BEGIN
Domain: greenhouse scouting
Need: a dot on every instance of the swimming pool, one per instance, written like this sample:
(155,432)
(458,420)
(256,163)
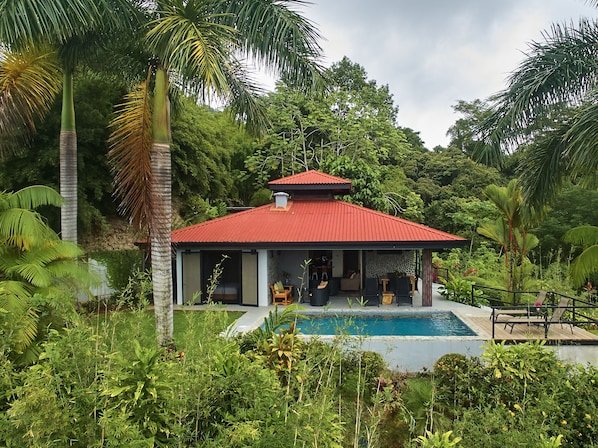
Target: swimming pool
(413,324)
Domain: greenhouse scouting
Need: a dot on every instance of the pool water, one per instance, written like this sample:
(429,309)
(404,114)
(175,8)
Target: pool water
(420,324)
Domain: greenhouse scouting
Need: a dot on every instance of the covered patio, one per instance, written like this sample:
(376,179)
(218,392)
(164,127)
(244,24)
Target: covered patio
(306,234)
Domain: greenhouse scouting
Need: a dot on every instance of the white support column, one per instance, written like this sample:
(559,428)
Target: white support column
(263,298)
(179,277)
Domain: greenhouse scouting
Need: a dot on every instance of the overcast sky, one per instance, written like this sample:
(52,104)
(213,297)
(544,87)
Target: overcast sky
(433,53)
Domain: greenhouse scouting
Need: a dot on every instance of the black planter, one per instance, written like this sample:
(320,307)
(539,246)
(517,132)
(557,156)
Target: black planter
(318,296)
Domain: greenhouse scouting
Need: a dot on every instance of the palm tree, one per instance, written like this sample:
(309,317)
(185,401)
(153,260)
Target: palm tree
(585,263)
(28,87)
(550,104)
(73,28)
(511,231)
(197,46)
(39,273)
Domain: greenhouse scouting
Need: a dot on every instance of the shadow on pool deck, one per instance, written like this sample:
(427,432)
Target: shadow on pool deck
(412,353)
(254,317)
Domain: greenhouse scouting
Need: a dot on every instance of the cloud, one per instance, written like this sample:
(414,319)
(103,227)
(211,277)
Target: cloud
(432,54)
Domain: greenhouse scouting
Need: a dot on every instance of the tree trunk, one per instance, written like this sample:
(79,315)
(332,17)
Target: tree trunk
(68,161)
(160,221)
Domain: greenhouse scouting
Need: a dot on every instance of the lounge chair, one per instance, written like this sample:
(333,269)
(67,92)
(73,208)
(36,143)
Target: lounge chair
(545,321)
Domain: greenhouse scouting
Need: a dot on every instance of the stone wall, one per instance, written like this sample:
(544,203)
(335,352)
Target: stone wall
(379,263)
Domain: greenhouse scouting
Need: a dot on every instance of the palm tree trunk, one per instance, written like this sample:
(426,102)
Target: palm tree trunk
(161,219)
(68,161)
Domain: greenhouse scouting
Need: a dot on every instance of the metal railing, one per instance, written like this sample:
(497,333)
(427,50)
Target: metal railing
(579,312)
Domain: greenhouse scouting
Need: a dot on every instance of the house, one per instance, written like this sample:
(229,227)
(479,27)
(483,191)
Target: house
(255,248)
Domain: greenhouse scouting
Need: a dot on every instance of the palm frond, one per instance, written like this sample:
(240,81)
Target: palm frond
(584,265)
(23,228)
(556,73)
(582,138)
(30,80)
(277,37)
(58,21)
(582,235)
(35,196)
(129,155)
(544,167)
(189,41)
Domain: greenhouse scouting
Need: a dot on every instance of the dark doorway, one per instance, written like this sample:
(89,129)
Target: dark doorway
(351,261)
(228,289)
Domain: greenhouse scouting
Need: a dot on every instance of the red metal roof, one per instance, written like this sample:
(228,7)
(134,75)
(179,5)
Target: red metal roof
(315,222)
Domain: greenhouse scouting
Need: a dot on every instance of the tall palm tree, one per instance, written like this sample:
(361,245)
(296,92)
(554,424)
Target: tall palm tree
(28,87)
(73,28)
(512,230)
(198,46)
(550,105)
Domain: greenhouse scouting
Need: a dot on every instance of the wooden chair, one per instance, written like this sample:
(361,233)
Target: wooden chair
(283,296)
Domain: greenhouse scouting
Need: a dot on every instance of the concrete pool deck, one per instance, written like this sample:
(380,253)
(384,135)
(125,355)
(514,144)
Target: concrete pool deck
(415,353)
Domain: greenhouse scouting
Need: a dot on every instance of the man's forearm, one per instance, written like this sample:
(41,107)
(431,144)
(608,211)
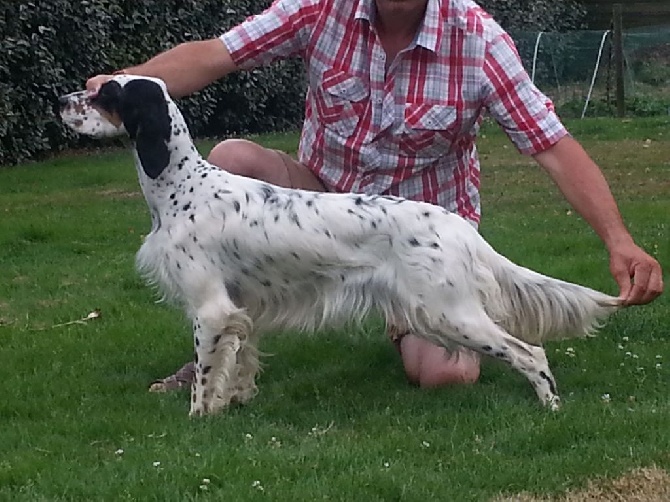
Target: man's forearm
(188,67)
(585,188)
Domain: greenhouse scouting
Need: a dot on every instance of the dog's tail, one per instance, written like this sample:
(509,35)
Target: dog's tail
(537,308)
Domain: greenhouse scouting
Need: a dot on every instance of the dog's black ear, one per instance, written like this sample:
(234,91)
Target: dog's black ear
(108,97)
(145,115)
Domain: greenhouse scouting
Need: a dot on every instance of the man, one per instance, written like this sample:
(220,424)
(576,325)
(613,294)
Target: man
(396,93)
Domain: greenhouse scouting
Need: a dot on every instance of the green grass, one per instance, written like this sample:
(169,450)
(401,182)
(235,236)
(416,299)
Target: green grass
(335,419)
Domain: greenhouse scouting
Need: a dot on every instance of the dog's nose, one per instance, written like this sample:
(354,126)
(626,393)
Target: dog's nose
(63,101)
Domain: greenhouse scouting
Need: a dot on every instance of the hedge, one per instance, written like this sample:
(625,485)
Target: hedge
(50,48)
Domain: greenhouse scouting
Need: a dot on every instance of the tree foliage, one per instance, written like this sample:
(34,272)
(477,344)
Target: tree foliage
(50,48)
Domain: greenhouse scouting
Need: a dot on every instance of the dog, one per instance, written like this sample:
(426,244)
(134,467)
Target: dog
(243,257)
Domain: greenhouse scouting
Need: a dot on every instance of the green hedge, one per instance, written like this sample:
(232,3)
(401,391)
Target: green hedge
(51,48)
(48,48)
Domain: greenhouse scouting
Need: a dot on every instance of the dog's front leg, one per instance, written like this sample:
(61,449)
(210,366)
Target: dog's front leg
(216,348)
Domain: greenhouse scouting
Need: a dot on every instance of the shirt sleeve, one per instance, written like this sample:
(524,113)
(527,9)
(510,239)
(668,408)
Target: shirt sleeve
(280,32)
(524,112)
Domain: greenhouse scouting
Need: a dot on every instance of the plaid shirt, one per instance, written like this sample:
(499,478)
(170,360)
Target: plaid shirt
(405,127)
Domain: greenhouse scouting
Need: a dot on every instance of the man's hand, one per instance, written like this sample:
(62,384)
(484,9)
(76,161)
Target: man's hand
(94,84)
(639,275)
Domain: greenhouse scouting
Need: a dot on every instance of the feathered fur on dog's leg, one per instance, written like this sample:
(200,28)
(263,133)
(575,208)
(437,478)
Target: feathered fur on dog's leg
(470,326)
(244,386)
(220,330)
END
What to produce | Set down every entry above verbatim, without pictures.

Result of the exercise |
Domain: greenhouse scouting
Need: a dot on every instance of the swimming pool, one per instance, written like this sample:
(155,432)
(458,420)
(256,163)
Target: swimming pool
(413,324)
Domain: greenhouse scouting
Need: a dot on every instance of the pool water, one per instance, written like this sample:
(429,309)
(404,114)
(175,8)
Target: pool water
(420,324)
Domain: greenhouse scouting
Need: a dot on every instance of the covered patio, one per instance, written like this sample:
(376,179)
(218,392)
(164,127)
(244,24)
Target: covered patio
(306,234)
Domain: greenhouse scouting
Need: a dot on every instance of the white support column, one per instance, written like this sample:
(559,428)
Target: white support column
(263,298)
(179,277)
Domain: greenhouse scouting
Need: a dot on every instance of the overcast sky, one per instance, written like this sample:
(52,104)
(213,297)
(544,87)
Target: overcast sky
(433,53)
Domain: greenhouse scouting
Need: a dot on every instance of the black planter, one per instance, written like this sample:
(320,307)
(539,246)
(517,132)
(557,156)
Target: black planter
(318,296)
Domain: greenhouse scouting
Need: a dot on every instance of the palm tree, one per instance, written like this sample:
(309,317)
(185,401)
(153,260)
Target: palm tree
(585,263)
(28,87)
(550,104)
(73,28)
(511,231)
(197,46)
(39,273)
Domain: greenhouse scouting
Need: a dot on every instance of the shadow on pool deck, one per instance, written like this sample:
(427,432)
Target: shadow on pool deck
(412,353)
(254,317)
Domain: greenhouse scouting
Need: a dot on every instance of the cloud, one per instance, written like this sample:
(414,319)
(103,227)
(211,277)
Target: cloud
(432,54)
Domain: greenhouse scouting
Need: a dot on every instance of the tree trunk, one per instance, written like this sample:
(79,315)
(332,17)
Target: tree trunk
(68,161)
(160,221)
Domain: greenhouse scouting
Need: a dot on every instance of the lounge chair, one per instance, written like this sample:
(333,269)
(67,92)
(73,208)
(36,143)
Target: lounge chair
(545,321)
Domain: greenhouse scouting
Need: a dot on every instance of the stone wall, one per instance, written like this sample:
(544,203)
(335,352)
Target: stone wall
(379,263)
Domain: greenhouse scouting
Need: a dot on every instance of the palm tree trunk, one per instance, written like this sample:
(426,102)
Target: palm tree trunk
(161,219)
(68,161)
Domain: greenhouse scouting
Need: a dot on every instance of the metal railing, one per instance, written like this sample:
(497,333)
(427,50)
Target: metal railing
(579,312)
Domain: greenhouse scouting
Need: a dot on every instance of the house, one per instance, written like this sample:
(229,227)
(479,27)
(483,191)
Target: house
(255,248)
Domain: greenhouse scouting
Need: a dot on every instance of the palm frond, one per instance, written like this sample:
(240,81)
Target: palm frond
(584,265)
(23,228)
(556,73)
(582,138)
(30,80)
(277,37)
(58,21)
(582,235)
(35,196)
(129,155)
(544,167)
(189,41)
Domain: greenhouse scouting
Need: a dot on every instance of the dark doorway, one per instance, written like this sample:
(89,129)
Target: dark doorway
(351,261)
(228,289)
Domain: greenhouse scouting
Need: a dot on every instance of the red metal roof, one per instance, written like this sample:
(228,7)
(134,75)
(179,5)
Target: red metal roof
(315,222)
Domain: greenhouse scouting
Need: a dot on every instance of the tall palm tree, one per instance, written like this sample:
(361,245)
(296,92)
(554,424)
Target: tall palm tree
(28,87)
(73,28)
(512,230)
(198,46)
(550,105)
Domain: greenhouse scouting
Need: a dot on every instance of the wooden chair, one per instance, written like this sample:
(361,233)
Target: wooden chair
(283,296)
Domain: greenhouse scouting
Need: a dot on every instance of the concrete pool deck, one per instance, written like this sample:
(380,253)
(384,135)
(125,355)
(514,144)
Target: concrete pool deck
(415,353)
Domain: greenhouse scouting
Need: a dot on every instance of the man's forearm, one per instance, written like this sample:
(41,107)
(431,144)
(608,211)
Target: man's forearm
(188,67)
(585,188)
Domain: greenhouse scouting
Need: a dot on every instance of the dog's tail, one per instance, written like this sample:
(509,35)
Target: dog's tail
(537,308)
Domain: greenhouse scouting
Need: a dot on every instance of the dog's black ear, one per instance, written like this sample:
(234,91)
Target: dog's black ear
(108,97)
(145,115)
Domain: greenhouse scouting
Need: a dot on every instance of the man, one per instance, written like this sample:
(220,424)
(576,325)
(613,294)
Target: man
(396,93)
Domain: greenhouse scouting
Need: a dot on every instance of the green grass, one per instance, written like this sample:
(169,450)
(401,182)
(235,236)
(416,299)
Target: green grass
(335,419)
Domain: greenhouse scouting
Need: a dot on every instance of the dog's nose, one per instance, written like this sample:
(354,126)
(626,393)
Target: dog's nose
(63,101)
Domain: greenhouse scouting
Need: a dot on every instance of the hedge, one per instance, written like this sample:
(625,485)
Target: hedge
(50,48)
Domain: greenhouse scouting
Need: a dot on every instance of the tree foliage, one per instance, written like this sample:
(34,272)
(477,344)
Target: tree foliage
(50,48)
Domain: greenhouse scouting
Need: a dot on every instance of the dog, one per instance, written like this sample:
(426,244)
(134,467)
Target: dog
(243,257)
Domain: greenhouse scouting
Need: a dot on every instance of the green hedge, one per instance, written like this sample:
(232,3)
(401,391)
Target: green hedge
(51,48)
(48,48)
Domain: greenhouse scouting
Need: a dot on every instance of the dog's front leg, one per instance, written like this sample:
(61,449)
(210,366)
Target: dog's front leg
(216,348)
Domain: greenhouse scouting
Need: a dot on every instance of the shirt sleeve, one per instance, written like this sample:
(524,113)
(527,9)
(510,239)
(668,408)
Target: shirt sleeve
(280,32)
(524,112)
Domain: greenhouse scouting
Need: a dot on every instance of the plaid shirt, one per instance, written like this sample:
(499,478)
(170,360)
Target: plaid shirt
(405,127)
Domain: greenhouse scouting
Need: a dot on every instance of the man's hand, one per instance, written like this sample:
(62,384)
(484,9)
(76,161)
Target: man's hand
(94,84)
(639,275)
Domain: greenhouse scouting
Need: a dot on every instance of the feathered fur on dog's leg, one per instance, written like this sample:
(200,28)
(263,133)
(575,208)
(437,478)
Target: feathered fur on dog's leg
(470,326)
(244,386)
(220,330)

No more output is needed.